**TASK DETAILS**
Locate each line in the data below that contains the word "surface" and copy it.

□ □ □

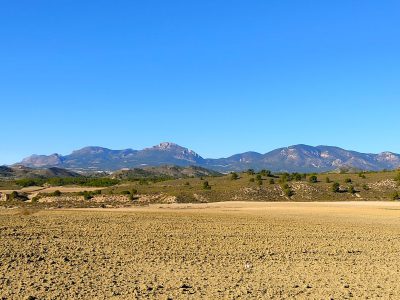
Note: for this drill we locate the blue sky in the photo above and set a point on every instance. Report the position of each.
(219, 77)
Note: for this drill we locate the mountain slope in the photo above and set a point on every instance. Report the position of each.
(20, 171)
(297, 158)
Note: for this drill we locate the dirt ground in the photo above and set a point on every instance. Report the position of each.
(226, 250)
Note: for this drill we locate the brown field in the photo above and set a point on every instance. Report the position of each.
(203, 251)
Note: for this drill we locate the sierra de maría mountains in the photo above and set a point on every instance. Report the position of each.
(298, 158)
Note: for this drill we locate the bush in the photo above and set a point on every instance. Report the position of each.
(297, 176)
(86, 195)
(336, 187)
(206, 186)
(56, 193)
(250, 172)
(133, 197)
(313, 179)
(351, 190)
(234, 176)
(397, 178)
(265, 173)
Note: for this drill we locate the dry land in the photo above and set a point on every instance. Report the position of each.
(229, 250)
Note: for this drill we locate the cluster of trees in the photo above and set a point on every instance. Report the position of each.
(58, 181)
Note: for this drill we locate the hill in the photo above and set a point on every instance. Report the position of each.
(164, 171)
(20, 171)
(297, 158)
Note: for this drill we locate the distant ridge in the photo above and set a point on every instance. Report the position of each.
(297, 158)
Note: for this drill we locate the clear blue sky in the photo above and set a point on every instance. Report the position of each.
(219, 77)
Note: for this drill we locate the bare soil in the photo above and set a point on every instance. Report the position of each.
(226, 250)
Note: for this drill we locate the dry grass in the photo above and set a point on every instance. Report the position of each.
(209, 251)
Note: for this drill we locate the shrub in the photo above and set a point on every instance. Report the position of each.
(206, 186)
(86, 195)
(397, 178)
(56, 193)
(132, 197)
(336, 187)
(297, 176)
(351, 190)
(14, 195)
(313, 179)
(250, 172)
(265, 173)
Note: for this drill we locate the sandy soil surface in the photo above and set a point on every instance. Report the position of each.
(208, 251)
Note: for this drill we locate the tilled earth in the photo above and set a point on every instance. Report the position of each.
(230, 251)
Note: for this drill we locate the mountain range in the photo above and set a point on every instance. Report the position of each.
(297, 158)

□ □ □

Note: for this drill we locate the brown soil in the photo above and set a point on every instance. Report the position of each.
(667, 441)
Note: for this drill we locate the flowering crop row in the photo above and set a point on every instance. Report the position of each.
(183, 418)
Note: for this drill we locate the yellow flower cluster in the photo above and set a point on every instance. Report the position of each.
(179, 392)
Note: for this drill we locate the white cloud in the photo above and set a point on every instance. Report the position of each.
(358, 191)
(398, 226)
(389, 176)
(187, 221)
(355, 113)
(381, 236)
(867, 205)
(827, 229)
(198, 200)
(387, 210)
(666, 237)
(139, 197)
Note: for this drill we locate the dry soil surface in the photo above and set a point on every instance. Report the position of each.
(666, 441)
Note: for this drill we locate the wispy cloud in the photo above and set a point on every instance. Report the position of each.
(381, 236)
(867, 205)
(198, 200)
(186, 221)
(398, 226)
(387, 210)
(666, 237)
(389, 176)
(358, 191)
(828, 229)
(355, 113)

□ □ □

**EXERCISE RESULT**
Note: for this drill we locate the sandy soil surface in the photo above and set a point on every instance. Report the position of each.
Note: for this drill we locate the dry soil surface in the photo above and set a point on every instance. Report the position of each.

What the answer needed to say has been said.